Arrange the listing below as a Markdown table with two columns, Row and Line, numbering each line and omitting blank lines.

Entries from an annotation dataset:
--------------------------------

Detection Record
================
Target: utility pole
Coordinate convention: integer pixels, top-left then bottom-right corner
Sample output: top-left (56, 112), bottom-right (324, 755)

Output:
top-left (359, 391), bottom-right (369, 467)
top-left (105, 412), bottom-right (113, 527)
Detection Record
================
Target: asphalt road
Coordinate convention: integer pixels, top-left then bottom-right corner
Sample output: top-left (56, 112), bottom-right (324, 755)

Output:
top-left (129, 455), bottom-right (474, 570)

--------------------------------

• Solution for this exercise:
| Row | Line |
|---|---|
| 1 | Detection Record |
| 2 | ================ |
| 3 | Target: utility pole |
| 4 | Coordinate convention: integer pixels, top-left then bottom-right corner |
| 5 | Sample output: top-left (56, 112), bottom-right (324, 755) |
| 6 | Output: |
| 7 | top-left (359, 391), bottom-right (369, 467) |
| 8 | top-left (105, 412), bottom-right (113, 527) |
| 9 | Detection Record |
| 10 | ================ |
| 11 | Target: asphalt road |
| 12 | Coordinate convention: integer pixels, top-left then bottom-right corner |
| 13 | Sample output: top-left (56, 112), bottom-right (324, 755) |
| 14 | Output: |
| 15 | top-left (129, 455), bottom-right (474, 570) |